▶
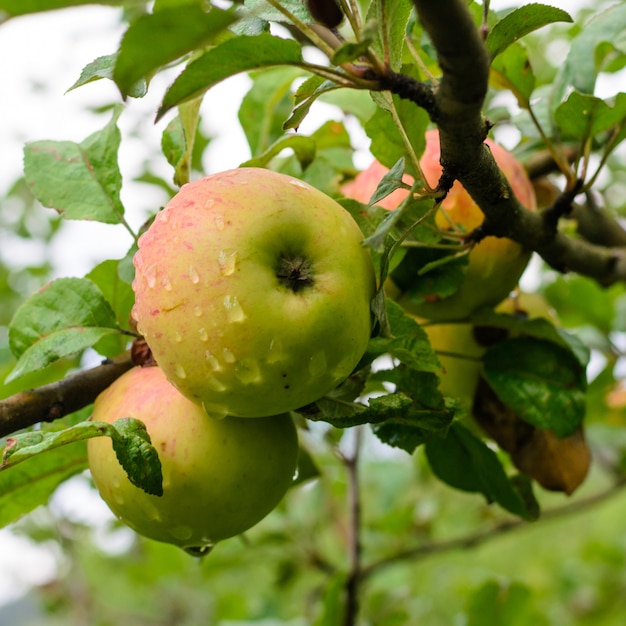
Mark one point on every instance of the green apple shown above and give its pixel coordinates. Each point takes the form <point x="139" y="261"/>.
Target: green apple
<point x="253" y="291"/>
<point x="495" y="265"/>
<point x="220" y="477"/>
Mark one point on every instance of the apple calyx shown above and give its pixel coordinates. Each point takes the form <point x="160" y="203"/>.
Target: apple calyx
<point x="295" y="272"/>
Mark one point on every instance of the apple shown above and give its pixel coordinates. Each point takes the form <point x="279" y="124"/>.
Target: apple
<point x="253" y="292"/>
<point x="220" y="477"/>
<point x="494" y="265"/>
<point x="460" y="345"/>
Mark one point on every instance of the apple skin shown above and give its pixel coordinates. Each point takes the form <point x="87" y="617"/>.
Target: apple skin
<point x="227" y="330"/>
<point x="495" y="264"/>
<point x="220" y="477"/>
<point x="461" y="345"/>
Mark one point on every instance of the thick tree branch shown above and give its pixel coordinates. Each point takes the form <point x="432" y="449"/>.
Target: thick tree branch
<point x="458" y="102"/>
<point x="57" y="399"/>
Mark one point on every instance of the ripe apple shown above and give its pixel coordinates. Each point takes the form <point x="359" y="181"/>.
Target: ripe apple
<point x="253" y="291"/>
<point x="495" y="264"/>
<point x="220" y="477"/>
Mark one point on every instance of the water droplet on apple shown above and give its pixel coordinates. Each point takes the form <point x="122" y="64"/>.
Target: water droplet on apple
<point x="219" y="221"/>
<point x="248" y="371"/>
<point x="215" y="384"/>
<point x="234" y="312"/>
<point x="199" y="551"/>
<point x="181" y="532"/>
<point x="318" y="364"/>
<point x="150" y="276"/>
<point x="212" y="361"/>
<point x="227" y="260"/>
<point x="193" y="275"/>
<point x="229" y="357"/>
<point x="216" y="411"/>
<point x="298" y="183"/>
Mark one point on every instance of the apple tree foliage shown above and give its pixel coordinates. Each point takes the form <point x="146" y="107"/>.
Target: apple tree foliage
<point x="394" y="69"/>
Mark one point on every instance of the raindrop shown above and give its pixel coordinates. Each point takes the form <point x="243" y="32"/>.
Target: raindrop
<point x="216" y="411"/>
<point x="229" y="357"/>
<point x="215" y="384"/>
<point x="318" y="364"/>
<point x="227" y="260"/>
<point x="193" y="275"/>
<point x="199" y="551"/>
<point x="234" y="312"/>
<point x="212" y="362"/>
<point x="150" y="275"/>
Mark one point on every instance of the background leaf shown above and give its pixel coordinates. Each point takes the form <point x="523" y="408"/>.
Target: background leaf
<point x="231" y="57"/>
<point x="80" y="181"/>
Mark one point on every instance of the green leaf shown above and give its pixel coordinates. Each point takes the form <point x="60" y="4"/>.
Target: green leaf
<point x="66" y="316"/>
<point x="308" y="92"/>
<point x="408" y="343"/>
<point x="520" y="22"/>
<point x="583" y="116"/>
<point x="233" y="56"/>
<point x="266" y="106"/>
<point x="580" y="69"/>
<point x="130" y="440"/>
<point x="80" y="181"/>
<point x="103" y="67"/>
<point x="265" y="11"/>
<point x="154" y="40"/>
<point x="303" y="147"/>
<point x="389" y="42"/>
<point x="465" y="462"/>
<point x="542" y="382"/>
<point x="58" y="344"/>
<point x="136" y="454"/>
<point x="512" y="70"/>
<point x="502" y="603"/>
<point x="387" y="143"/>
<point x="31" y="483"/>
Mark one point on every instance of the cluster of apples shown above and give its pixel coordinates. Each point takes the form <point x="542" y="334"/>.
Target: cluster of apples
<point x="252" y="290"/>
<point x="494" y="266"/>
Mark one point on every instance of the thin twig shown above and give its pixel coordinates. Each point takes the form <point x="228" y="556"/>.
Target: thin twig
<point x="476" y="539"/>
<point x="52" y="401"/>
<point x="354" y="532"/>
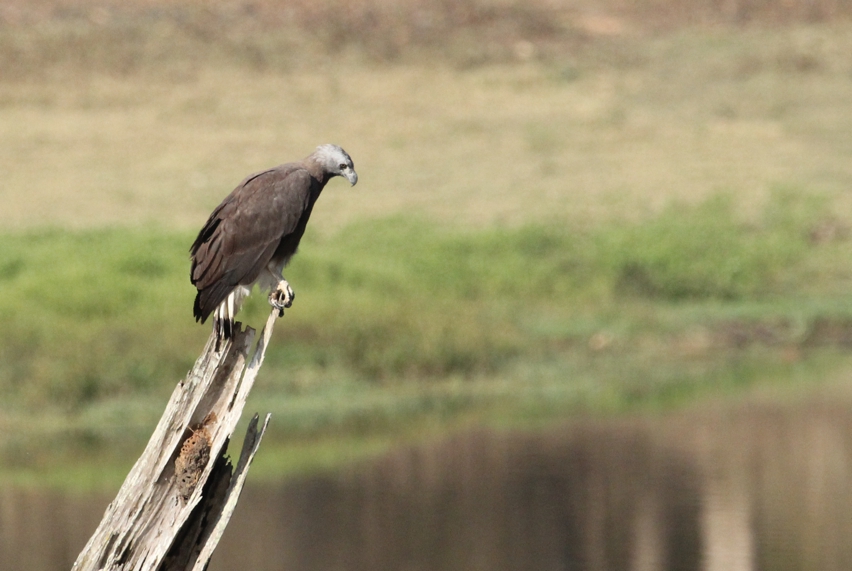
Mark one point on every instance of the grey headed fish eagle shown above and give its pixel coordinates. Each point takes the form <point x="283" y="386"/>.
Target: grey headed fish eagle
<point x="253" y="233"/>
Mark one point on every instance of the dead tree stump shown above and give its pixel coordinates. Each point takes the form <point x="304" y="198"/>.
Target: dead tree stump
<point x="174" y="505"/>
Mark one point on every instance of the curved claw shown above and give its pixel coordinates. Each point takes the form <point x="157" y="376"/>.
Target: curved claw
<point x="282" y="297"/>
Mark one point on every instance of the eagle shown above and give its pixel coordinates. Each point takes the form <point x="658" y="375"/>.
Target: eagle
<point x="253" y="233"/>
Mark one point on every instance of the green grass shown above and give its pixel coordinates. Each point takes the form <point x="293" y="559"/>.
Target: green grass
<point x="402" y="323"/>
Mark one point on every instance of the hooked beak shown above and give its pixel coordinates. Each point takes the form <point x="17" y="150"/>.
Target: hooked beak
<point x="351" y="176"/>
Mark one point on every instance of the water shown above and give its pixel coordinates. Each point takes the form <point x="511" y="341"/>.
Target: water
<point x="754" y="488"/>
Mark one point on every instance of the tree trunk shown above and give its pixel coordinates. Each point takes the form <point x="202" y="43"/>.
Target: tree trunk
<point x="174" y="505"/>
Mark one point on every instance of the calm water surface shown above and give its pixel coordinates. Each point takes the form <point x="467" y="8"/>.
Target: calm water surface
<point x="755" y="488"/>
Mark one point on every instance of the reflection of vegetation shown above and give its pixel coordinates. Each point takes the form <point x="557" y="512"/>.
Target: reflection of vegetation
<point x="539" y="316"/>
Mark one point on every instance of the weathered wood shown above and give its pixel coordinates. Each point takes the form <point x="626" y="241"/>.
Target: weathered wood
<point x="175" y="503"/>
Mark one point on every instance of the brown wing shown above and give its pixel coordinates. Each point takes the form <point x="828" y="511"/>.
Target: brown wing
<point x="242" y="233"/>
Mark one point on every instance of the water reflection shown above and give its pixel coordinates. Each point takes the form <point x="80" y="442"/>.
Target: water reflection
<point x="758" y="488"/>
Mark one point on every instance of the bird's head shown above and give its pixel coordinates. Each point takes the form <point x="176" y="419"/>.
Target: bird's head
<point x="336" y="162"/>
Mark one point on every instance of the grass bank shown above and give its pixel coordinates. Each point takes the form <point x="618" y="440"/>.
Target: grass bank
<point x="402" y="324"/>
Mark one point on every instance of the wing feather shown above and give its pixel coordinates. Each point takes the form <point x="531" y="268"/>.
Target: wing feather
<point x="243" y="232"/>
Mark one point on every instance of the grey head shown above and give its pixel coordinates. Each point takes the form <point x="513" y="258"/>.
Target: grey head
<point x="336" y="162"/>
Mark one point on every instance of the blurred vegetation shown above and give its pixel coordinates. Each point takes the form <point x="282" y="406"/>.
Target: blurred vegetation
<point x="611" y="287"/>
<point x="39" y="36"/>
<point x="400" y="319"/>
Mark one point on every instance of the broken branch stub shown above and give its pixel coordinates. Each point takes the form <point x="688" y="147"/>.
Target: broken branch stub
<point x="177" y="499"/>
◀
# Work instructions:
Pull out, word for word, the lines running from the one containing "Mark one point on every instance of the brown" through the end of the entries, both ends included.

# Solution:
Mark one point on every instance of the brown wing shown above and give its pixel coordinates. Each point takes the form <point x="828" y="511"/>.
Target: brown wing
<point x="242" y="233"/>
Mark one point on every instance of the water reflection shown above and give its pixel coordinates. Each point takes the form <point x="80" y="442"/>.
Target: water reflection
<point x="758" y="488"/>
Mark one point on every instance of the bird's head shown above and give its pixel coordinates. Each point takes the form <point x="176" y="419"/>.
Target: bird's head
<point x="336" y="162"/>
Mark one point on every instance of the grass bank shown above and give its pixel coordinates. Each point takes the form <point x="618" y="440"/>.
Target: grass bank
<point x="402" y="324"/>
Mark one point on every instance of the wing feather shown above and give its pixel coordinates. Each point takes the form <point x="531" y="268"/>.
Target: wing feather
<point x="243" y="232"/>
Mark one point on every instance of the grey head shown above and give its pixel coordinates. Each point takes the form <point x="513" y="258"/>.
Target: grey head
<point x="336" y="162"/>
Mark one point on every instance of the blurred vegetation shown above and give its pixel coordinates. Each point takes the form <point x="282" y="406"/>.
Target: blurred vegetation
<point x="611" y="287"/>
<point x="39" y="36"/>
<point x="400" y="319"/>
Mark one point on every instance of the broken branch stub shown above and give its pixel coordinates. Each point takes the form <point x="688" y="147"/>.
Target: broken branch stub
<point x="177" y="499"/>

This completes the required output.